▸ **Given data**:
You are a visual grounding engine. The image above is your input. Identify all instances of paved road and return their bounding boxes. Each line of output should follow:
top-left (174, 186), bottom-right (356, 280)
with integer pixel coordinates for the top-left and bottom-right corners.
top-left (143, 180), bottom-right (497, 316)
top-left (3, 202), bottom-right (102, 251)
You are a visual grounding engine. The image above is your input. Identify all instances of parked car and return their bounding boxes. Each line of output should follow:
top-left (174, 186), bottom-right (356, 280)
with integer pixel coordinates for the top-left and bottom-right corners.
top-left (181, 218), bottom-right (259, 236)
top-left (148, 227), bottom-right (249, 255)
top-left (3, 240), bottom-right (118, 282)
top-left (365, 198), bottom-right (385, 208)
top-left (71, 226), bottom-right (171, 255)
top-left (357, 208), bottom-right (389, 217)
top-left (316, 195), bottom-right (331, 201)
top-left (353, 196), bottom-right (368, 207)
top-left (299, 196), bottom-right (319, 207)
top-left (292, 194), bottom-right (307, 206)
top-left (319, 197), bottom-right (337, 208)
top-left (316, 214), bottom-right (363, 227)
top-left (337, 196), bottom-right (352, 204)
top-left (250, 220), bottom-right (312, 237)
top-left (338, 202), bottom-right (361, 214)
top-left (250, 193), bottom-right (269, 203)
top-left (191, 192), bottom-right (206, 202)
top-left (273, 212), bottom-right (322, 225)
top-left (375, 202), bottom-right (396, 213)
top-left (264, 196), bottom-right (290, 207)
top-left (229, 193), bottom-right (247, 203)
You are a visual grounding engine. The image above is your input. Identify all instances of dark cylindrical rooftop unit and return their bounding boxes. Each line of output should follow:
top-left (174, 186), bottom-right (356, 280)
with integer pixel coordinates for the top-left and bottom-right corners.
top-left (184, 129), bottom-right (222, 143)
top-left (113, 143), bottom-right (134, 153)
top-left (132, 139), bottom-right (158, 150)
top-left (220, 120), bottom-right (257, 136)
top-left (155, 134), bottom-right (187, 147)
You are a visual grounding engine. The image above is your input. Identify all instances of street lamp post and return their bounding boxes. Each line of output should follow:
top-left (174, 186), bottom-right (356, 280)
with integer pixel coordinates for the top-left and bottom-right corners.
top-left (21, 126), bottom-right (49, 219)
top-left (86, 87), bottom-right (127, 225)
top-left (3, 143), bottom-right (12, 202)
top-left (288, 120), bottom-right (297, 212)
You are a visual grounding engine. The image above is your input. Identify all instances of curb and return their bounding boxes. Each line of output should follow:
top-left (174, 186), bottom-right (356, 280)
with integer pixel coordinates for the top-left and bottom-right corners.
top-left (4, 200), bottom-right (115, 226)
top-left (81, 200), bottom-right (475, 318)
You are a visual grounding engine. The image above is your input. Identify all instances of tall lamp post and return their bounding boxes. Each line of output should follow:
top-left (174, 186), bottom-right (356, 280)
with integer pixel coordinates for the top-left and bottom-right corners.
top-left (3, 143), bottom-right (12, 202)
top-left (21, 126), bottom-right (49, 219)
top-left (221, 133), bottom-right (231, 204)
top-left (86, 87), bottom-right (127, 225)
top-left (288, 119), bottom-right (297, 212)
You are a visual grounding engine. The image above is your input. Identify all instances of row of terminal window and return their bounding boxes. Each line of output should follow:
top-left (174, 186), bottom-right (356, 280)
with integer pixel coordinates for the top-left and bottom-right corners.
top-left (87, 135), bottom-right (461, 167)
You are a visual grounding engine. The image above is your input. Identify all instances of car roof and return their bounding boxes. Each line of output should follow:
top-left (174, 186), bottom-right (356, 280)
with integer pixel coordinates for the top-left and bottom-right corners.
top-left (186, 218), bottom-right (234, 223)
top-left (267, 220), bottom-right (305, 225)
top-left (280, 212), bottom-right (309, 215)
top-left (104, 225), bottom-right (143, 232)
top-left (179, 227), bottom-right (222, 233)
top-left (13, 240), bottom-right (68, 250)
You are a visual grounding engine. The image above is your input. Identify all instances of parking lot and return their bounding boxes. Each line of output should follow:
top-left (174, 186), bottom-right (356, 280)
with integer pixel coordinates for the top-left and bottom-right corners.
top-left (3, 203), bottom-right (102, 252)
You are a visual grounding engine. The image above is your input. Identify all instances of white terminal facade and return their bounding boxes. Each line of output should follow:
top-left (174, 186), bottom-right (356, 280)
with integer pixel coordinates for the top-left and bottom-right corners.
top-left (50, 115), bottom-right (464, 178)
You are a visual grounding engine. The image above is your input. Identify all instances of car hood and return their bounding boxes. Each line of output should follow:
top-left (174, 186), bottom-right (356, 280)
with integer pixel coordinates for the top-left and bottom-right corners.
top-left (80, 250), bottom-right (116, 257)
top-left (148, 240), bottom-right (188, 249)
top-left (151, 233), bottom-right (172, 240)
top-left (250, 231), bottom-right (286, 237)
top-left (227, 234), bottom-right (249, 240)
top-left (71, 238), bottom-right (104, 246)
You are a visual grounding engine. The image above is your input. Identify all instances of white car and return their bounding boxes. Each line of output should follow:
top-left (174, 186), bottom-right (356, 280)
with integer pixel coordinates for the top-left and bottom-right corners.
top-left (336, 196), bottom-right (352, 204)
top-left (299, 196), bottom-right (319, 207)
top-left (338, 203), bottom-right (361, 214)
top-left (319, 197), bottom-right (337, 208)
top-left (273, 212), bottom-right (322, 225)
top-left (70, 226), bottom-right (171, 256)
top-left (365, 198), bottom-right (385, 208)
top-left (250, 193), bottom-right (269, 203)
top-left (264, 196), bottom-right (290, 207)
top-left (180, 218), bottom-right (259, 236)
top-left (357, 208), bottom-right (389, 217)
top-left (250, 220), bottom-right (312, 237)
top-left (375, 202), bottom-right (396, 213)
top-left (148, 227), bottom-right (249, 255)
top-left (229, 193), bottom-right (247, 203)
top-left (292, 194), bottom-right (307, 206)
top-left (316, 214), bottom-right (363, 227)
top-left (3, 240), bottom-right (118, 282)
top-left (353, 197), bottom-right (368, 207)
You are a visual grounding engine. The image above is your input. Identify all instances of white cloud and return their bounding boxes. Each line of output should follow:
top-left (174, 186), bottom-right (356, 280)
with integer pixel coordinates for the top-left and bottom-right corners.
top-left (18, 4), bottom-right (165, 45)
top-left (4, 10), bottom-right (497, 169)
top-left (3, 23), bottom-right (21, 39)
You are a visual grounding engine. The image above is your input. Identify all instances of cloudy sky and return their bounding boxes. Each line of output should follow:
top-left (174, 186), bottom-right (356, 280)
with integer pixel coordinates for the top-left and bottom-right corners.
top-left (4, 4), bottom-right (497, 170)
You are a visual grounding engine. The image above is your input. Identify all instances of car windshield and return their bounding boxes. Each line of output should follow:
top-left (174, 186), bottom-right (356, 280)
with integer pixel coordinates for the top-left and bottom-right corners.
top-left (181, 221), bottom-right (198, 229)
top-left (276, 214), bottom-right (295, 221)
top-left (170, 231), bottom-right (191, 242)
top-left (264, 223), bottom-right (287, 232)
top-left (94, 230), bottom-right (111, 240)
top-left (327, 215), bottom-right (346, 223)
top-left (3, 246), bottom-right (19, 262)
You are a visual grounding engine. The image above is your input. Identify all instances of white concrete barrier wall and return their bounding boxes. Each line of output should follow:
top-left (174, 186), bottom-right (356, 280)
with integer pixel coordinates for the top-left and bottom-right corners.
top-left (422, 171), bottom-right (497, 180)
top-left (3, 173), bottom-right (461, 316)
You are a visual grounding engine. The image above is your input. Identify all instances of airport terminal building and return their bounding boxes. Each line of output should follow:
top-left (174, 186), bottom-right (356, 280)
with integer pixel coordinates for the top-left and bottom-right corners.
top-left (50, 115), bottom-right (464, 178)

▸ **The task**: Arrange all of the lines above as a two-column CSV with the header instruction,output. Give one row per request, holding its full text and the answer that follows it, each in a single quoted field with line breaks replaced by spaces.

▸ **Answer below**:
instruction,output
"You are a visual grounding engine. The image above is your input. Identify all instances of paved road and return their bounding boxes. Each line of output should follow: top-left (174, 186), bottom-right (356, 280) with integer pixel coordinates for the top-left and bottom-right corners.","top-left (143, 180), bottom-right (497, 316) top-left (3, 202), bottom-right (102, 251)"
"You are a visual grounding engine. The image above is your input. Identify all instances of parked car and return their bounding boxes. Each line of output should follow: top-left (174, 186), bottom-right (356, 280) with integer pixel coordinates for the top-left and bottom-right corners.","top-left (181, 218), bottom-right (259, 236) top-left (148, 227), bottom-right (249, 255) top-left (3, 240), bottom-right (118, 282) top-left (365, 198), bottom-right (385, 208) top-left (71, 226), bottom-right (171, 255) top-left (357, 208), bottom-right (389, 217) top-left (316, 195), bottom-right (331, 201) top-left (353, 196), bottom-right (368, 207) top-left (299, 196), bottom-right (319, 207) top-left (292, 194), bottom-right (307, 206) top-left (319, 197), bottom-right (337, 208) top-left (316, 214), bottom-right (363, 227) top-left (337, 196), bottom-right (352, 204) top-left (250, 220), bottom-right (312, 237) top-left (338, 202), bottom-right (361, 214) top-left (250, 193), bottom-right (269, 203) top-left (191, 192), bottom-right (206, 202) top-left (273, 212), bottom-right (322, 225) top-left (375, 202), bottom-right (396, 213) top-left (264, 196), bottom-right (290, 207) top-left (229, 193), bottom-right (247, 203)"
"You are a visual grounding engine. The image above is your input. Identify all instances of dark cylindrical rooftop unit and return their bounding boxes. Each line of output should follow: top-left (174, 186), bottom-right (356, 280) with integer pixel coordinates for the top-left and bottom-right corners.","top-left (184, 129), bottom-right (222, 143) top-left (113, 143), bottom-right (134, 153) top-left (132, 139), bottom-right (158, 150) top-left (220, 120), bottom-right (257, 136) top-left (155, 134), bottom-right (187, 147)"
"You are a visual grounding engine. The image above is your input. Identify all instances of street lamp post and return their bounding boxes. Each line of output should follow: top-left (174, 186), bottom-right (356, 280) with integer pixel coordinates for the top-left and bottom-right corners.","top-left (21, 126), bottom-right (49, 219) top-left (86, 87), bottom-right (127, 225) top-left (3, 143), bottom-right (12, 202) top-left (288, 120), bottom-right (297, 212)"
"You are a visual grounding engine. The image above is your input. Identify all instances of curb and return their bounding boxes. Each line of output should follow: top-left (174, 186), bottom-right (356, 280) with integer pixel coordinates for the top-left and bottom-right corners.","top-left (4, 200), bottom-right (115, 226) top-left (81, 200), bottom-right (475, 318)"
"You are a visual grounding engine. The image above is your input. Identify all instances of tall lamp post and return their bounding boxes. Each line of output should follow: top-left (174, 186), bottom-right (356, 280) with integer pixel coordinates for the top-left and bottom-right corners.","top-left (3, 143), bottom-right (12, 202) top-left (21, 126), bottom-right (49, 219) top-left (221, 133), bottom-right (231, 204) top-left (86, 87), bottom-right (127, 225) top-left (288, 119), bottom-right (297, 212)"
"You are a visual grounding engine. The image above is your input. Identify all instances of row of terminal window and return their bounding boxes. Each line of output should follow: top-left (174, 186), bottom-right (356, 280) with integer pixel coordinates for the top-left and bottom-right corners.","top-left (87, 135), bottom-right (461, 167)"
"You are a visual grounding engine. The image above is your input. Identify all instances of car roof and return their bounding boxes. Each line of output should follow: top-left (174, 186), bottom-right (356, 280) with integer pixel coordinates for the top-left and bottom-right corners.","top-left (186, 218), bottom-right (234, 223) top-left (267, 220), bottom-right (305, 225) top-left (280, 212), bottom-right (309, 215) top-left (104, 225), bottom-right (143, 232) top-left (179, 227), bottom-right (222, 233) top-left (13, 240), bottom-right (68, 250)"
"You are a visual grounding engine. The image above is your input. Identify all instances of parking lot and return their bounding boxes. Each line of output should follow: top-left (174, 186), bottom-right (356, 280) with integer pixel coordinates for the top-left and bottom-right corners.","top-left (3, 203), bottom-right (102, 252)"
"You are a visual grounding engine. The image above is your input. Identify all instances of white terminal facade and return their bounding boxes. Each line of output should follow: top-left (174, 186), bottom-right (356, 280) with integer pixel coordinates for the top-left and bottom-right corners.","top-left (50, 115), bottom-right (464, 178)"
"You are a visual grounding engine. The image above is your input. Identify all instances of car hood and return their bounding boxes. Each line of output should follow: top-left (174, 186), bottom-right (356, 280) with integer pixel coordinates for the top-left and bottom-right corners.","top-left (80, 250), bottom-right (116, 257) top-left (148, 240), bottom-right (188, 249) top-left (151, 233), bottom-right (172, 240) top-left (250, 231), bottom-right (286, 237) top-left (227, 234), bottom-right (249, 240) top-left (71, 238), bottom-right (104, 246)"
"You are a visual grounding engine. The image above is your input. Identify all instances of white car and return their bounding boxes. Each line of output should follow: top-left (174, 186), bottom-right (356, 280) with integer pixel coordinates for the top-left and bottom-right corners.","top-left (336, 196), bottom-right (352, 204) top-left (299, 196), bottom-right (319, 207) top-left (338, 203), bottom-right (361, 214) top-left (319, 197), bottom-right (337, 208) top-left (273, 212), bottom-right (322, 225) top-left (70, 226), bottom-right (171, 256) top-left (365, 198), bottom-right (385, 208) top-left (250, 193), bottom-right (269, 203) top-left (264, 196), bottom-right (290, 207) top-left (180, 218), bottom-right (259, 236) top-left (357, 208), bottom-right (389, 217) top-left (250, 220), bottom-right (312, 237) top-left (375, 202), bottom-right (396, 213) top-left (148, 227), bottom-right (249, 255) top-left (229, 193), bottom-right (247, 203) top-left (292, 194), bottom-right (307, 206) top-left (316, 214), bottom-right (363, 227) top-left (3, 240), bottom-right (118, 282) top-left (353, 197), bottom-right (368, 207)"
"You are a visual grounding engine. The image above is your input. Identify all instances of white cloud and return their bounding boxes. Each line of output should follow: top-left (174, 186), bottom-right (356, 280) with integer pixel coordinates for the top-left and bottom-right corners.","top-left (18, 4), bottom-right (165, 45) top-left (4, 10), bottom-right (497, 169) top-left (3, 23), bottom-right (21, 39)"
"You are a visual grounding engine. The image above is your input. Identify all instances of cloudy sky and return their bounding boxes. Each line of output should follow: top-left (174, 186), bottom-right (356, 280) with integer pixel coordinates for the top-left and bottom-right corners.","top-left (4, 4), bottom-right (497, 170)"
"You are a visual grounding engine. The image above is your input. Identify all instances of car windshield and return their bounding boxes. Each line of output should follow: top-left (174, 186), bottom-right (356, 280) with integer pixel coordinates for the top-left and bottom-right corners.","top-left (181, 221), bottom-right (198, 229) top-left (276, 214), bottom-right (295, 221) top-left (170, 231), bottom-right (191, 242) top-left (264, 223), bottom-right (287, 232) top-left (94, 230), bottom-right (111, 240) top-left (327, 215), bottom-right (346, 223) top-left (3, 246), bottom-right (19, 262)"
"You are a visual grounding engine. The image above is your input. Identify all instances of white concrete barrier wall and return their bounding boxes. Each line of output should follow: top-left (174, 186), bottom-right (356, 280) with integer pixel coordinates for the top-left and bottom-right corners.","top-left (422, 171), bottom-right (497, 180) top-left (3, 173), bottom-right (461, 316)"
"You are a visual grounding engine. The image above is your input. Identify all instances of airport terminal building and return their bounding boxes. Each line of output should follow: top-left (174, 186), bottom-right (356, 280) with integer pixel coordinates for the top-left and bottom-right corners.","top-left (50, 115), bottom-right (464, 178)"